» **Extract provided**:
## Start

My Involvement

Matthew D. Wittmer
Last updated May 2021

Seeing the director’s cut of a documentary by Michael McNulty called Waco: The Rules of Engagement (the red-jacket, director’s cut released in 1998) is what started my interest in studying the property. That version of the documentary, as well as the mass produced version later released by Somford Entertainment, galvanized me with juxtapositions of survivor accounts and primary source video and photos taken throughout the raid, siege, and final fire.

Initially I was very interested in understanding more about how and why the building that the FBI and press always referred to as a ‘compound’ had been initially constructed. In 1999 I contacted some of the survivors of 1993 fire. I started visiting the property and in 2000 when survivors Clive and Edna Doyle were living there. I have continued to revisit the property and survivors ever since.

Survivor Clive Doyle states that the 1993 building at Mount Carmel was built starting around 1990 and was made to a significant degree from recycled lumber taken from dismantling smaller residential houses that had been built on the property back in 1957. Historical photographs prove this to be true. Part of the goal in tearing those small houses down to make a single building in 1990 was to construct a communal residential facility so elderly members didn’t to walk between houses. A central center would also create a more communal environment conducive for bible study sessions and communal living. According to Clive Doyle, oversight of the design and construction of the building was primarily directed by David Koresh. The people who knew the most about the history behind that building’s construction were those who had worked on it. Most of those people were killed between the raid on February 28th and the destruction on April 19th of 1993. The building’s design remains accessible only through the surviving photos and oral history as recalled by the survivors and those who had been inside of it.

## End

» **Recorded data**:
## Start

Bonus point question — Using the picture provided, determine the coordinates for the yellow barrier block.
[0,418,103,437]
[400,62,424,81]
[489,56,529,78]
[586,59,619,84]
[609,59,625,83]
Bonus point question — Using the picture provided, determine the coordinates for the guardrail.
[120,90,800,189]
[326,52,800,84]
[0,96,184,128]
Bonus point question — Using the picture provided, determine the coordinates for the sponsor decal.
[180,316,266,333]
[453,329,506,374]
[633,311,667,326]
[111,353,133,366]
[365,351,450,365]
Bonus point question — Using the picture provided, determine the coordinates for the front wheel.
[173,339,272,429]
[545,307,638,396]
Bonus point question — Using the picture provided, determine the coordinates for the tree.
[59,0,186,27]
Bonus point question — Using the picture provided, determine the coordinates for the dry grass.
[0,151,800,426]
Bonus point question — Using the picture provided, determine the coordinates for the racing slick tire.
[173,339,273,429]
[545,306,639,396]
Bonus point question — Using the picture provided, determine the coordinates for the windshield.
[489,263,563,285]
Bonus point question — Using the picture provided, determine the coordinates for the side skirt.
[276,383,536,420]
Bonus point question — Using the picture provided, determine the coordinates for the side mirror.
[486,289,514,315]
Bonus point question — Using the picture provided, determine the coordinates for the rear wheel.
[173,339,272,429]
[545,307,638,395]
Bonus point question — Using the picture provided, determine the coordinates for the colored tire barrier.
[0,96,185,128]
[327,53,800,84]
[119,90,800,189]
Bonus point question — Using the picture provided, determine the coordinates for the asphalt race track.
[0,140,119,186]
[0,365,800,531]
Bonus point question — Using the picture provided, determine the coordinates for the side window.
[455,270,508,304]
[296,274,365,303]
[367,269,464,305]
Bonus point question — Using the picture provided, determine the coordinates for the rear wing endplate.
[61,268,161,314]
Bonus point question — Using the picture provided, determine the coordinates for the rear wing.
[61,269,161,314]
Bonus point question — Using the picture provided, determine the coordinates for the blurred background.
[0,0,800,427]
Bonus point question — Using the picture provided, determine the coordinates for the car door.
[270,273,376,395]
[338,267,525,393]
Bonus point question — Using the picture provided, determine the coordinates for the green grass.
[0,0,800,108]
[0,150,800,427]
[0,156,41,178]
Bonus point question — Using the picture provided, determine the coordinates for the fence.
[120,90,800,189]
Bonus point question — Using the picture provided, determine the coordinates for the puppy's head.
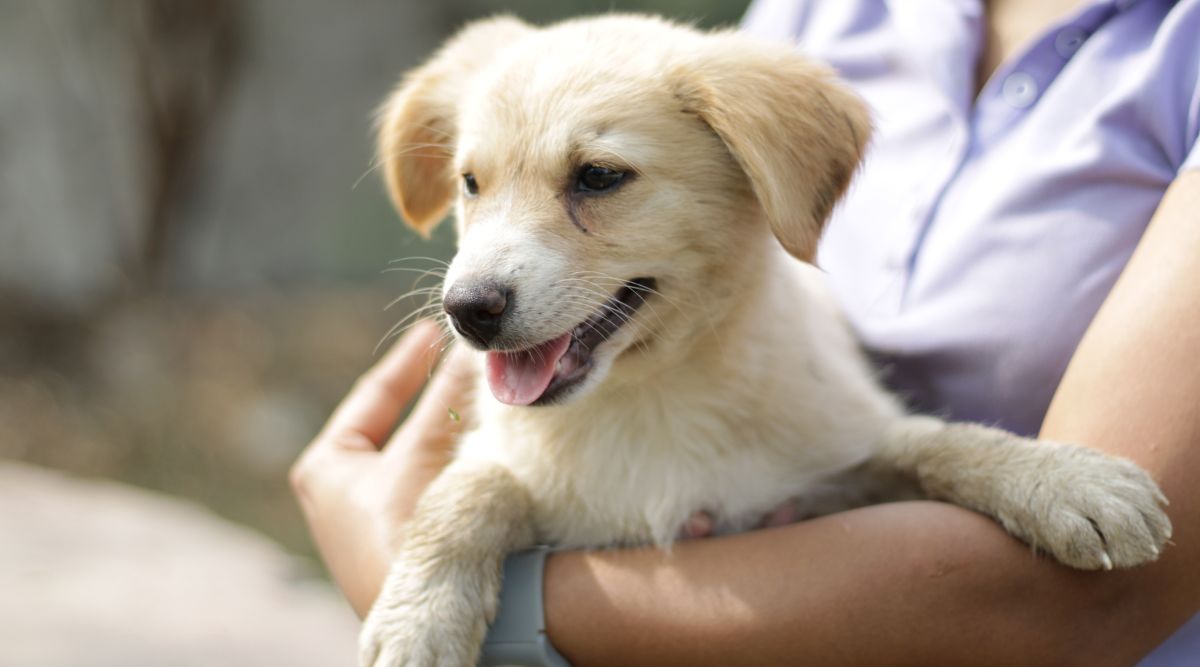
[379,16,869,404]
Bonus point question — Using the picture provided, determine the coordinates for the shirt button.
[1054,25,1087,58]
[1000,72,1038,109]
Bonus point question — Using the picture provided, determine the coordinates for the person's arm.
[546,172,1200,667]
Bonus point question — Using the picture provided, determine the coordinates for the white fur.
[362,17,1170,666]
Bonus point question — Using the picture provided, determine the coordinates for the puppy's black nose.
[442,280,512,347]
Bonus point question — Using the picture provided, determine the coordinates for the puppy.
[361,16,1170,666]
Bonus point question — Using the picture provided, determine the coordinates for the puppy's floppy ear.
[673,34,871,262]
[376,17,532,235]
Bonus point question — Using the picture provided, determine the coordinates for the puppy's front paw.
[1004,443,1171,570]
[359,566,498,667]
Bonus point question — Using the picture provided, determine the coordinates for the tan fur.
[362,16,1170,666]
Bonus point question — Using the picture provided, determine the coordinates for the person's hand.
[290,322,472,617]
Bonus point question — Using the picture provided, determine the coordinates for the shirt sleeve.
[742,0,811,42]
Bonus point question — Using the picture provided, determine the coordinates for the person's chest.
[748,0,1200,433]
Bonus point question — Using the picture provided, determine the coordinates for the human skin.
[292,172,1200,666]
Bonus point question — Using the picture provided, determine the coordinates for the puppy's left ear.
[673,32,871,262]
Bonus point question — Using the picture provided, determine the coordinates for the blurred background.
[0,0,746,667]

## End

» **Exercise set**:
[a] From the Mount Carmel piece, extract everything from "My Involvement" down to "and final fire.".
[b] Name every person mentioned in the Mount Carmel piece.

» **Responses for each task**:
[a]
My Involvement

Matthew D. Wittmer
Last updated May 2021

Seeing the director’s cut of a documentary by Michael McNulty called Waco: The Rules of Engagement (the red-jacket, director’s cut released in 1998) is what started my interest in studying the property. That version of the documentary, as well as the mass produced version later released by Somford Entertainment, galvanized me with juxtapositions of survivor accounts and primary source video and photos taken throughout the raid, siege, and final fire.

[b]
- Matthew D. Wittmer
- Michael McNulty
- Clive Doyle
- Edna Doyle
- David Koresh